**Gegeven opdracht 1**
Noem alle zinnen die in de tekst over de VOG tussen « en » staan.

Verder op dezelfde pagina:
«Bij ruim 99% van de aanvragen van een VOG wordt een VOG verstrekt. Bij het voorgaande
is van belang dat de VOG geen toets op integriteit is, maar een screening van het
justitiële verleden van iemand (zie onderstaande tekstbox voor een nadere toelichting).»
En voorts:
«Naar verwachting zal het aantal gevallen waarbij de inspecteur zal verzoeken om overlegging
van een VOG per jaar op de vingers van een hand te tellen zijn.»
Indien de inspecteur twijfelt aan de integriteit van een instelling, persoon etc.
kan de inspecteur een VOG aanvragen, waarbij wordt gesteld dat de VOG geen toets op
integriteit is. Het wel of niet verkrijgen van de VOG, die dus geen toets is op integriteit,
wordt in dit kader wel leidend als instrument voor de inspecteur om de integriteit
te meten en om de anbi-status te kunnen intrekken.

**Gegeven opdracht 2**
Hernoem in de records "blue" tot "red" in de regels vanaf de regel met "1242, row 537." tot en met het einde van de records. Geef alleen die regels terug, verder ongewijzigd.

**Records**
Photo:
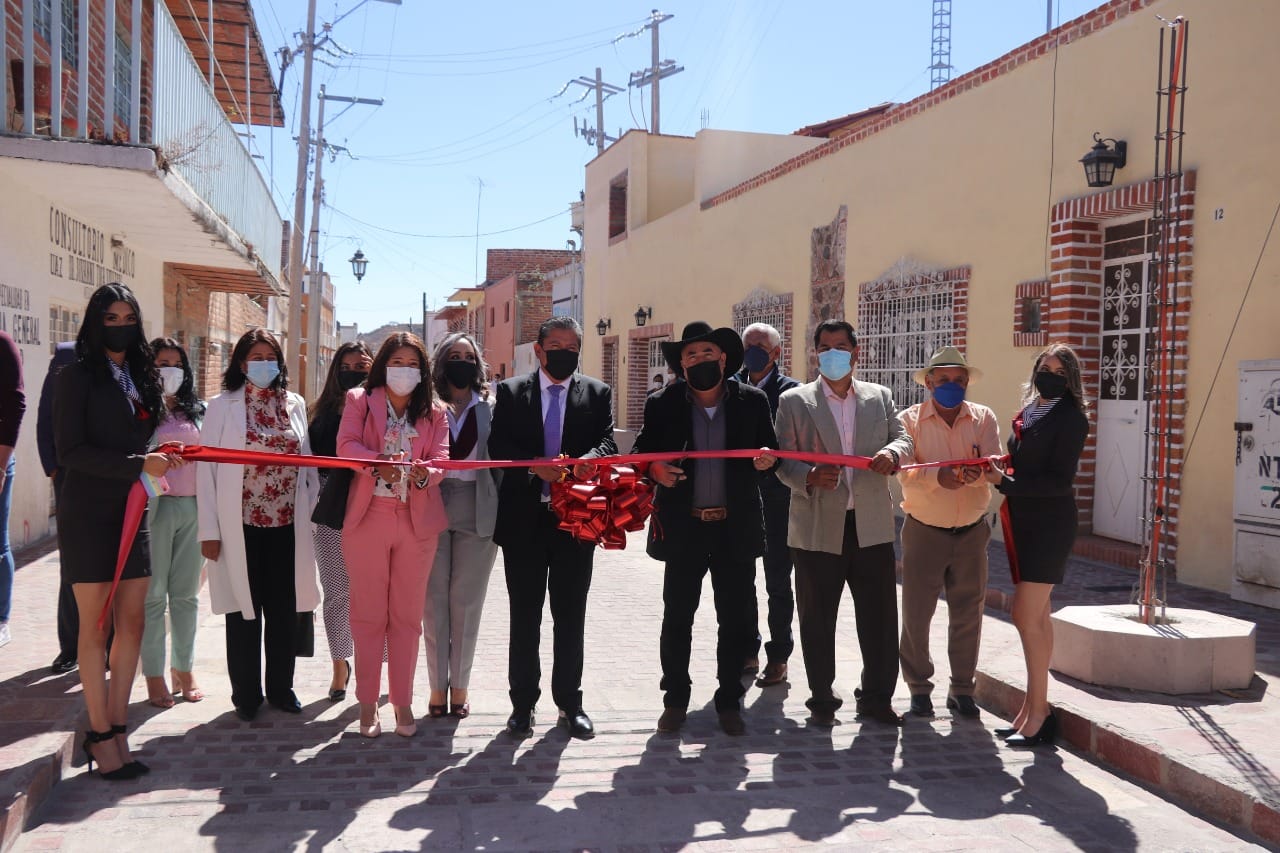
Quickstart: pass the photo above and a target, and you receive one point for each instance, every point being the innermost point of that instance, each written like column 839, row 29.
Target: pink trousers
column 389, row 568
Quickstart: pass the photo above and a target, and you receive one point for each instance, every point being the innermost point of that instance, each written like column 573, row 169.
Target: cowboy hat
column 696, row 332
column 946, row 357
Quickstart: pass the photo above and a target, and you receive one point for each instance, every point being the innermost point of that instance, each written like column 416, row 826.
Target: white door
column 1118, row 493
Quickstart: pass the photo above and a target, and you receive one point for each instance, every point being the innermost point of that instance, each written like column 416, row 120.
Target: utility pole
column 657, row 69
column 312, row 382
column 602, row 91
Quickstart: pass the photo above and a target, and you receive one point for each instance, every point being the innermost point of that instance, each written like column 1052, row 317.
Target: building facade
column 963, row 217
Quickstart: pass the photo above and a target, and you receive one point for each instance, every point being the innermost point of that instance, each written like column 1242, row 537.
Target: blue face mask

**Antwoord oefening 1**
- Bij ruim 99% van de aanvragen van een VOG wordt een VOG verstrekt.
- Bij het voorgaande is van belang dat de VOG geen toets op integriteit is, maar een screening van het justitiële verleden van iemand (zie onderstaande tekstbox voor een nadere toelichting).
- Naar verwachting zal het aantal gevallen waarbij de inspecteur zal verzoeken om overlegging van een VOG per jaar op de vingers van een hand te tellen zijn.

**Antwoord oefening 2**
Quickstart: pass the photo above and a target, and you receive one point for each instance, every point being the innermost point of that instance, each written like column 1242, row 537.
Target: red face mask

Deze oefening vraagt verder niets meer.